* [REQUIRED ACTION]
When a line of the entries contains "shadow", please list that line.

* [EXERCISE MATERIAL]
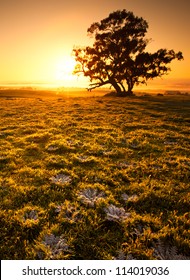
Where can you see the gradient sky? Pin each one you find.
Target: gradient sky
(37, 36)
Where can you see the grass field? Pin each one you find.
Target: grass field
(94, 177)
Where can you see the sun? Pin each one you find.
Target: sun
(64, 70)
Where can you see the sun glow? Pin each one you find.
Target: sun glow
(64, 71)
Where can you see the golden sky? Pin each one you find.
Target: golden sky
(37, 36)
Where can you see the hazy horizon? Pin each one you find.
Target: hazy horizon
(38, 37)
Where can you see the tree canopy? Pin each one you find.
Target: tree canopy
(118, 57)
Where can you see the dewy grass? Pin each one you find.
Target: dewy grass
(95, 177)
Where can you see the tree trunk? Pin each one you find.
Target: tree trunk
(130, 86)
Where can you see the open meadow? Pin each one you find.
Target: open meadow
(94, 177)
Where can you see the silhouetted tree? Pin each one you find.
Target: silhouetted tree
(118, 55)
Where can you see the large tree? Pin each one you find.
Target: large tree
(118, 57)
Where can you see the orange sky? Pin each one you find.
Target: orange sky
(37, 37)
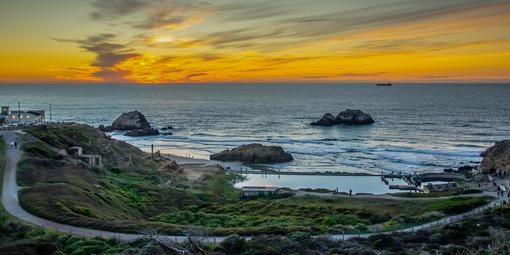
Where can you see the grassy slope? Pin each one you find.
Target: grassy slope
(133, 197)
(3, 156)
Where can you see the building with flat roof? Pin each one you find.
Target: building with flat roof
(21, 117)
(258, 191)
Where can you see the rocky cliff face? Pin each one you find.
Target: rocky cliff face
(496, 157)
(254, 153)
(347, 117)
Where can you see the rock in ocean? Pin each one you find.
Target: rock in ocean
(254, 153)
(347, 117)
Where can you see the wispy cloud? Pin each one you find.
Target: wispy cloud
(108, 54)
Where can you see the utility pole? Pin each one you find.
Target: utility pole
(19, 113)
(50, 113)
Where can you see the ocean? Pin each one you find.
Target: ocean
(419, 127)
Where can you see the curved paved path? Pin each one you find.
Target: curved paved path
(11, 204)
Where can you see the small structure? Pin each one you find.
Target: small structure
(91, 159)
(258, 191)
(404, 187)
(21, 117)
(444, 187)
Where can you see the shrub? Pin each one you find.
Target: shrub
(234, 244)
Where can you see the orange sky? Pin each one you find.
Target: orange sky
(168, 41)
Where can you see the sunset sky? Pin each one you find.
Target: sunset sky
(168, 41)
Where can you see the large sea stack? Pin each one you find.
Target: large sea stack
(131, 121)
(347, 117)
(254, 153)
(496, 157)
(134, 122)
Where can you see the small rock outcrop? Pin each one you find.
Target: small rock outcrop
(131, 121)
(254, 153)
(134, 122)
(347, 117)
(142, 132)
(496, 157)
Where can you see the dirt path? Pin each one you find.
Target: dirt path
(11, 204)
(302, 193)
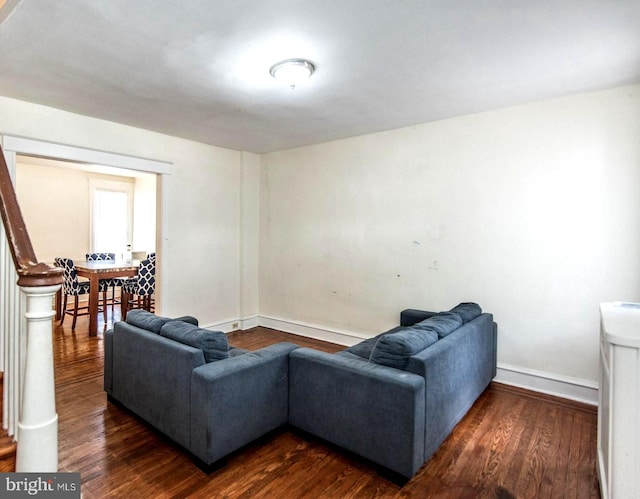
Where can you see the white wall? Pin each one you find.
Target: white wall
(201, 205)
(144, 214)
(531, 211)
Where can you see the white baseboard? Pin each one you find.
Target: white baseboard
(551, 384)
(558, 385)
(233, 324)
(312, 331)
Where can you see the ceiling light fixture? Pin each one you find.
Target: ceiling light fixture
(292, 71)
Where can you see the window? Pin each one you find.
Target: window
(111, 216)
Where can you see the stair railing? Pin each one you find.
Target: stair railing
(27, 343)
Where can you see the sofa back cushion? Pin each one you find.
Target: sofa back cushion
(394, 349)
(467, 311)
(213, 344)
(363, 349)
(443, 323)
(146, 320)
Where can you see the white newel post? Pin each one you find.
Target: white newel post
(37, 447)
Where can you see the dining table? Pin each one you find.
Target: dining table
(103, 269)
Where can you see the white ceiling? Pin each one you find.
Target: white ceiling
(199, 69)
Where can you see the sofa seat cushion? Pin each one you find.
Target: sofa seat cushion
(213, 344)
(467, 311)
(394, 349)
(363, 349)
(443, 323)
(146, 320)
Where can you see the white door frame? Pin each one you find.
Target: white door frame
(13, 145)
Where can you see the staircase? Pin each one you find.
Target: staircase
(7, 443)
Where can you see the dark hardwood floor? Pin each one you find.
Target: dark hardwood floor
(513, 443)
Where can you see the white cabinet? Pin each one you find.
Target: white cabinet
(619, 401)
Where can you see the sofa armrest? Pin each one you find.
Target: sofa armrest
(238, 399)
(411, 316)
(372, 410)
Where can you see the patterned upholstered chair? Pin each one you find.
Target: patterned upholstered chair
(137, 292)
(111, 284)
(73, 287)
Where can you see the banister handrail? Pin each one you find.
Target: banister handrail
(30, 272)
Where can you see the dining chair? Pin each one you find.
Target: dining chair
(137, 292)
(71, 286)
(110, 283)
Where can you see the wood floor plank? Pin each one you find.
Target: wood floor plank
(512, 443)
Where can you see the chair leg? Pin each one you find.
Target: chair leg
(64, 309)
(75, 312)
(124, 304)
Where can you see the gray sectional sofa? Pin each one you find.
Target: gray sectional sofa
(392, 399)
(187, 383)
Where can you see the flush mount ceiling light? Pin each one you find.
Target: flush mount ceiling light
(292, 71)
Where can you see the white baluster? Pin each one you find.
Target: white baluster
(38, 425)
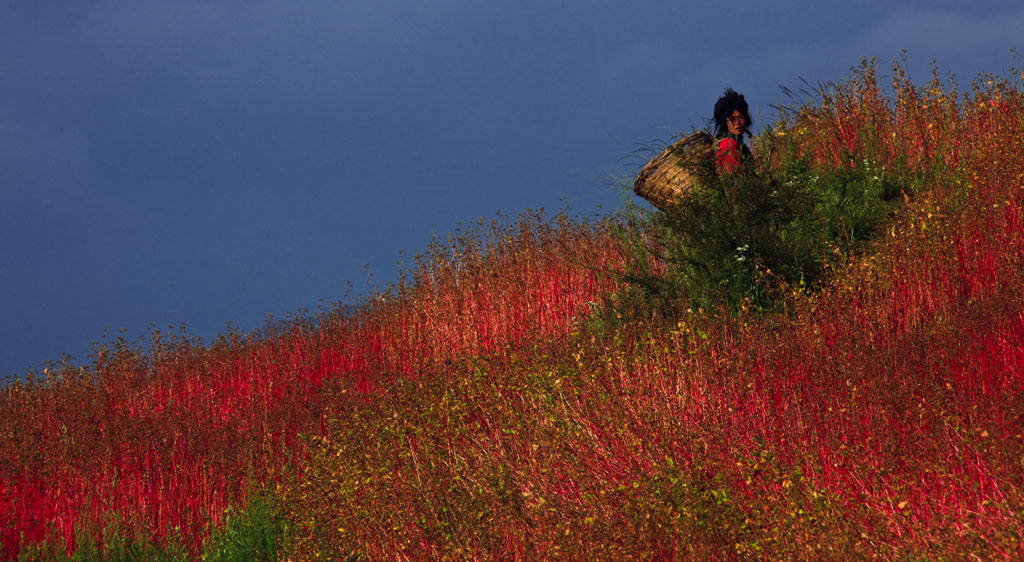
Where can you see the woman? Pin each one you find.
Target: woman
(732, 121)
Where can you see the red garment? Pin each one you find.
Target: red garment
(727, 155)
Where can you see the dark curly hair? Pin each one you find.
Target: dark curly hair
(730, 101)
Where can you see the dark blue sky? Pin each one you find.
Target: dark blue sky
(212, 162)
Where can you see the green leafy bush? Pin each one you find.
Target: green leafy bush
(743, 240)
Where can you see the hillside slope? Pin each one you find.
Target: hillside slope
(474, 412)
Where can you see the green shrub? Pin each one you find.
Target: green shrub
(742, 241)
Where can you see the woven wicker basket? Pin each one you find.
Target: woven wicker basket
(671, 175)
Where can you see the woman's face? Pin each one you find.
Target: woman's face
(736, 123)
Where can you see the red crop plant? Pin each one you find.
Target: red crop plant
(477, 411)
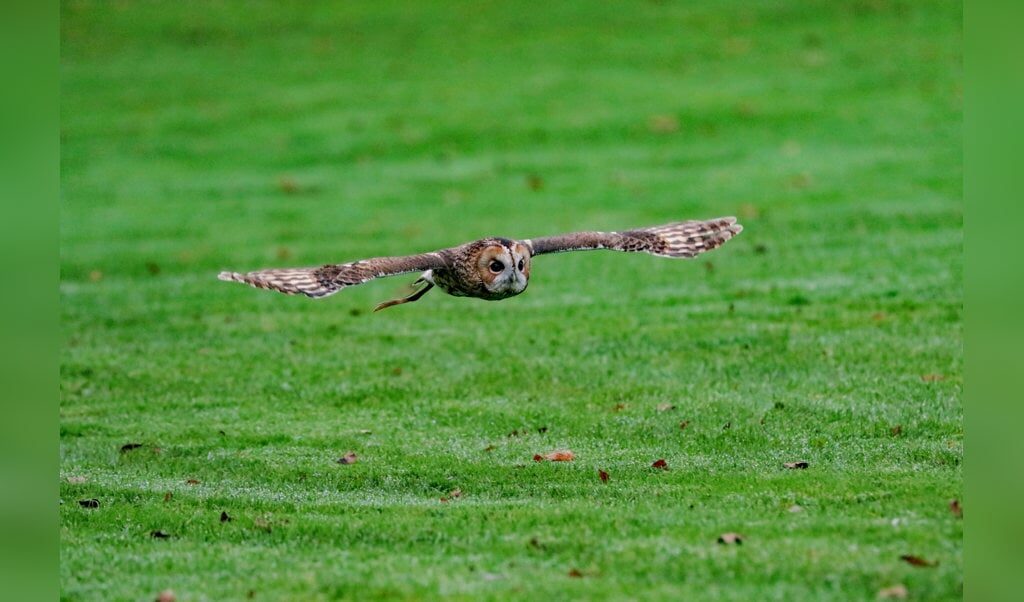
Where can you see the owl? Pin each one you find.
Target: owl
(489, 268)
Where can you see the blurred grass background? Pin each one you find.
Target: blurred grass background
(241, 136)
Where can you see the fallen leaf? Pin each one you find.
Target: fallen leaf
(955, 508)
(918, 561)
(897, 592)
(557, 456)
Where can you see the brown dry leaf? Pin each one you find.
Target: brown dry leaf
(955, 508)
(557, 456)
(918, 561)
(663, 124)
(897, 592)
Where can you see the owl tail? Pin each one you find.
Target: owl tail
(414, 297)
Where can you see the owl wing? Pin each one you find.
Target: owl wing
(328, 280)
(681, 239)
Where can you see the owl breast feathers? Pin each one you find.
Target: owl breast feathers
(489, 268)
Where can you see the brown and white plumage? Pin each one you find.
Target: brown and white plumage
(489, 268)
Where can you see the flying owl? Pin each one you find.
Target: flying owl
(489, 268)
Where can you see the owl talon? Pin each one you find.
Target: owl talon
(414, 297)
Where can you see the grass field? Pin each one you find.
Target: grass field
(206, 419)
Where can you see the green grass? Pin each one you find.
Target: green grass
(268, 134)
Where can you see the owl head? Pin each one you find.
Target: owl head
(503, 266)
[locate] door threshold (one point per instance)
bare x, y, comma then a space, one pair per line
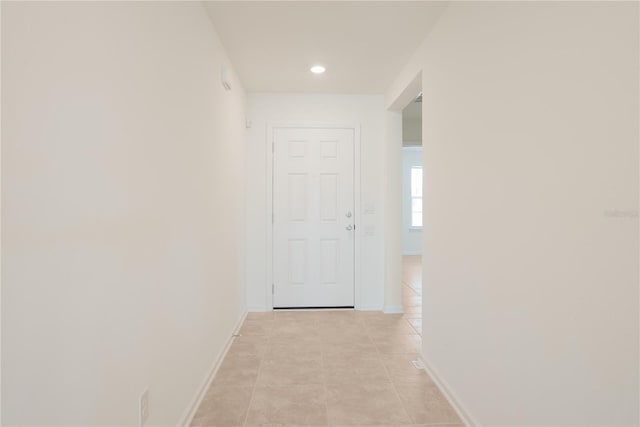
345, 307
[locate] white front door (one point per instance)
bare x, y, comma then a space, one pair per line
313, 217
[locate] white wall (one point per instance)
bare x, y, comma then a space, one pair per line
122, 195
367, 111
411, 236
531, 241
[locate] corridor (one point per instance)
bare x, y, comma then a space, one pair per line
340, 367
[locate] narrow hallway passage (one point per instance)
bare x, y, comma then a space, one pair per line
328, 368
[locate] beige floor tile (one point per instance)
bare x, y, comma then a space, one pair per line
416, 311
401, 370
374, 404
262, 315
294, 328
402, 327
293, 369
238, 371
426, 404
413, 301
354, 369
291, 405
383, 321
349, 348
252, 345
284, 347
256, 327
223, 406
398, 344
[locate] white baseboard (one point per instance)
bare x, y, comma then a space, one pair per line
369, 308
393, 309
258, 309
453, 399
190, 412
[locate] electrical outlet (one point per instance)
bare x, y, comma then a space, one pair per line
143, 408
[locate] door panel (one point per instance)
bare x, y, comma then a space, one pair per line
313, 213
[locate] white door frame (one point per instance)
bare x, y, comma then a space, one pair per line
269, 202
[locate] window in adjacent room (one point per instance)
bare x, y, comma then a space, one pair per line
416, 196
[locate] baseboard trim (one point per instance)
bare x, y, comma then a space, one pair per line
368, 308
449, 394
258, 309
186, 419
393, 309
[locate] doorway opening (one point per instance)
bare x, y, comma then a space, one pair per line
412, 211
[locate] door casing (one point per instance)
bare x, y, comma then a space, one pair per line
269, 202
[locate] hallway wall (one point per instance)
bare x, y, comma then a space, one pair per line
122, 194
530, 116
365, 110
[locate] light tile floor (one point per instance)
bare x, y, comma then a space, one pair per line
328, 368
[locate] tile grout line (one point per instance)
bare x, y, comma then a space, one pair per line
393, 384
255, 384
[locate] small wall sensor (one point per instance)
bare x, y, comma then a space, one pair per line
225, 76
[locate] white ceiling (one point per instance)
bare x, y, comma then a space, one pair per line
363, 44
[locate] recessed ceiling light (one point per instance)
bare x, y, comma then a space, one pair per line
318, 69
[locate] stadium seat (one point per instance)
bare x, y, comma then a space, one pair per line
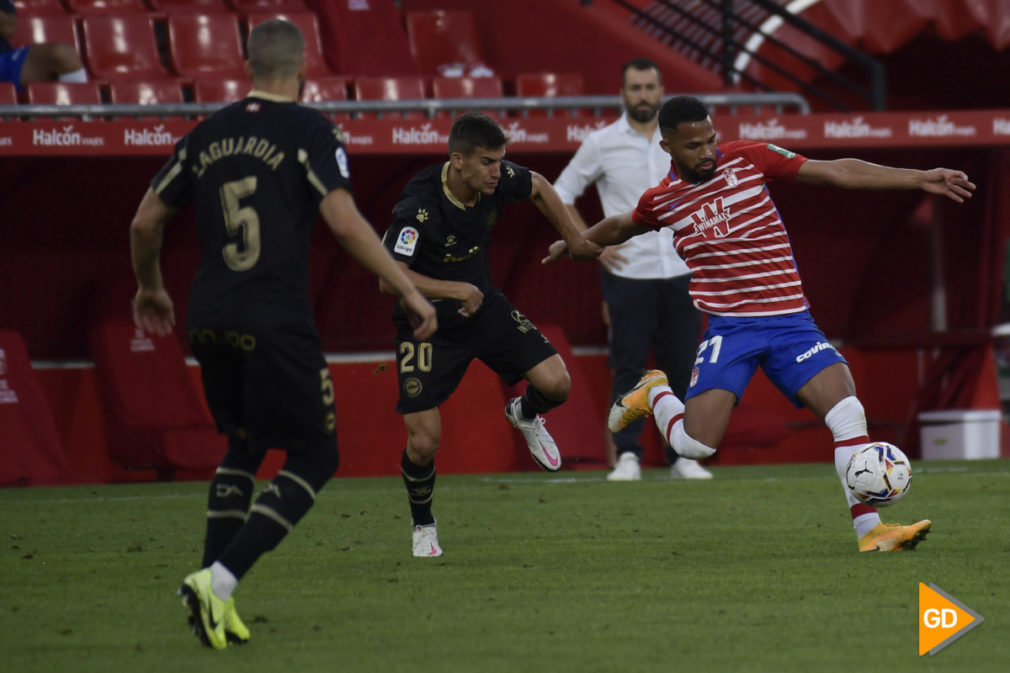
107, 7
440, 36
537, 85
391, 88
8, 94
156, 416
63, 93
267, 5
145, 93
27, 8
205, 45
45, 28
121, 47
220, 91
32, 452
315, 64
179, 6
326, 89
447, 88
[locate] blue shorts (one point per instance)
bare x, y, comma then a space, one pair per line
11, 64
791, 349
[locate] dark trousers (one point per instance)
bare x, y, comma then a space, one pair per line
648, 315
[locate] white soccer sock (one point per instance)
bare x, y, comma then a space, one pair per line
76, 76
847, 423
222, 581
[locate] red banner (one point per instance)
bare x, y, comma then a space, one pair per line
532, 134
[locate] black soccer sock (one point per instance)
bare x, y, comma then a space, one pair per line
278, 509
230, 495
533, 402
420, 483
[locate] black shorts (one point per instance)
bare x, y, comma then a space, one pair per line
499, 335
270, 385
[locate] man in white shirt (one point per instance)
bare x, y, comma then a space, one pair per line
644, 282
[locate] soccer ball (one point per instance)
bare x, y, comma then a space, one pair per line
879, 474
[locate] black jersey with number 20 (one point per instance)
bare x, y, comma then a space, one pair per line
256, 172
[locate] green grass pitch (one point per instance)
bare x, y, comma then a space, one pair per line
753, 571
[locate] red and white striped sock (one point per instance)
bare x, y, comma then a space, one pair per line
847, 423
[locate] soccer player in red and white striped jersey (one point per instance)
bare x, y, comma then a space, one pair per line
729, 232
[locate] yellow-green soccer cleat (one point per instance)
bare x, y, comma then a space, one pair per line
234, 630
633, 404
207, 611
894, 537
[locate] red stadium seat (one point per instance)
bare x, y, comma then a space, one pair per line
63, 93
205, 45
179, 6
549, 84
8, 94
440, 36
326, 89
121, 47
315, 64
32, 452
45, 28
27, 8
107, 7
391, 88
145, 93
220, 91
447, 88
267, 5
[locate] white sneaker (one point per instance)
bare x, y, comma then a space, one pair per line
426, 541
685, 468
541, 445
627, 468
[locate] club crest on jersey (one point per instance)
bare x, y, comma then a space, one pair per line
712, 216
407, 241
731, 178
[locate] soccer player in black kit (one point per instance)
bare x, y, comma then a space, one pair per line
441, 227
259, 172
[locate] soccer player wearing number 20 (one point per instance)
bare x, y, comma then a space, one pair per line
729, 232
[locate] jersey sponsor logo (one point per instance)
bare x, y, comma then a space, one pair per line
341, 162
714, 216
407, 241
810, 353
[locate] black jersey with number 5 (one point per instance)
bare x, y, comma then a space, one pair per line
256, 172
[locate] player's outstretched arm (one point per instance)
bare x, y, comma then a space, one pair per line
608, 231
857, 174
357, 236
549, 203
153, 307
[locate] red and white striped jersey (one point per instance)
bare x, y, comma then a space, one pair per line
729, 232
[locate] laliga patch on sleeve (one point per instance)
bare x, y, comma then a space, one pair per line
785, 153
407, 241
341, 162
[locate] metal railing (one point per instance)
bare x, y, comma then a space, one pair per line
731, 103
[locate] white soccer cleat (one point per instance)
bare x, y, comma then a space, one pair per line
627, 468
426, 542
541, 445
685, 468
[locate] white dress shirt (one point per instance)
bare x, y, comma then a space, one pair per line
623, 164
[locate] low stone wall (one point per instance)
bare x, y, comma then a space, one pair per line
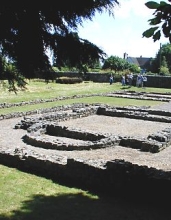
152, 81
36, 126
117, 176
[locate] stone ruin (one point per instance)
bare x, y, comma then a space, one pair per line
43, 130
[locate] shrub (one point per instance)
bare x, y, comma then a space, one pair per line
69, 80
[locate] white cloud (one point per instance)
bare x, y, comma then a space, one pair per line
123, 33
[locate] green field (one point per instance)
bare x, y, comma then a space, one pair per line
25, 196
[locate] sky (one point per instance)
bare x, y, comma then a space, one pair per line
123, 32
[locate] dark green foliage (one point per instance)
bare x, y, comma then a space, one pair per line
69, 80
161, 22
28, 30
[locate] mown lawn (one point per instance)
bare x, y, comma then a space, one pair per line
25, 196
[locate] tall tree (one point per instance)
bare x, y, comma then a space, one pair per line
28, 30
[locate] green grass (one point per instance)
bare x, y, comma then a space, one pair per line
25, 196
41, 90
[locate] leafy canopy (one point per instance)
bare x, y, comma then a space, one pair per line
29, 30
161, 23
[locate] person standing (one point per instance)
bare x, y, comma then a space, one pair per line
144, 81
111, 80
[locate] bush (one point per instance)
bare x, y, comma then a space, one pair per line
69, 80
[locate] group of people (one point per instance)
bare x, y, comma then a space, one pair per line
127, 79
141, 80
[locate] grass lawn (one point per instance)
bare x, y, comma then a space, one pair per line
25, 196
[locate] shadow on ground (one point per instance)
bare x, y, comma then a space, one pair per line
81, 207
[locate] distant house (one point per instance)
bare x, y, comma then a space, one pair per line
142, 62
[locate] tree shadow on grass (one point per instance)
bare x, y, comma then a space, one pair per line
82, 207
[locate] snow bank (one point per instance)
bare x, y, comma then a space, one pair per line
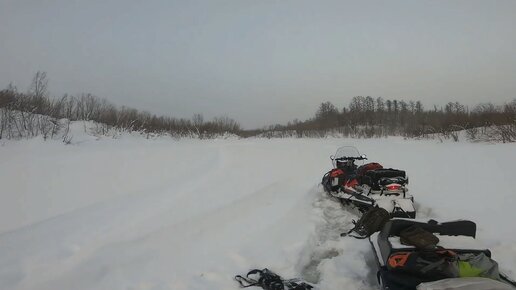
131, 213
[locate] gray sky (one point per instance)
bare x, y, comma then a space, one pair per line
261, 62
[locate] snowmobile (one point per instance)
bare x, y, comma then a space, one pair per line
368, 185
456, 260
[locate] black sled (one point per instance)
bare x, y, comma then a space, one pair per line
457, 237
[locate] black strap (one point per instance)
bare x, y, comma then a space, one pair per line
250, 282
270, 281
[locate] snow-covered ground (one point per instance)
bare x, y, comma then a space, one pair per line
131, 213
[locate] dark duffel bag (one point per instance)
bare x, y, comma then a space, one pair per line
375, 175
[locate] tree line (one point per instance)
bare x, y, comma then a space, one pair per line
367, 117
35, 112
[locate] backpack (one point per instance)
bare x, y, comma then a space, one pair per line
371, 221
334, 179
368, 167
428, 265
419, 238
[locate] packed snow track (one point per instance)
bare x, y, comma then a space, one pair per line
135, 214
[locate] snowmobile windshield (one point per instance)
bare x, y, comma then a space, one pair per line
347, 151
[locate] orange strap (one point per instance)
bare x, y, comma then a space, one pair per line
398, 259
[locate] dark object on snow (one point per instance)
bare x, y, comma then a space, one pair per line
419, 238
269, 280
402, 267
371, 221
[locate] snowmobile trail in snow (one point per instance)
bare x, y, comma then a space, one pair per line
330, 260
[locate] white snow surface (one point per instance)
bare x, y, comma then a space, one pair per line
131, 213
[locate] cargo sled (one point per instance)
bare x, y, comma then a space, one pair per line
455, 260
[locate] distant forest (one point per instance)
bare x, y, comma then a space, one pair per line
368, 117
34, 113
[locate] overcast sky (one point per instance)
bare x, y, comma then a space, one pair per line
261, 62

* [EXERCISE RESPONSE]
[locate] shadow on ground (one point per instance)
[locate] tree shadow on grass (one point per instance)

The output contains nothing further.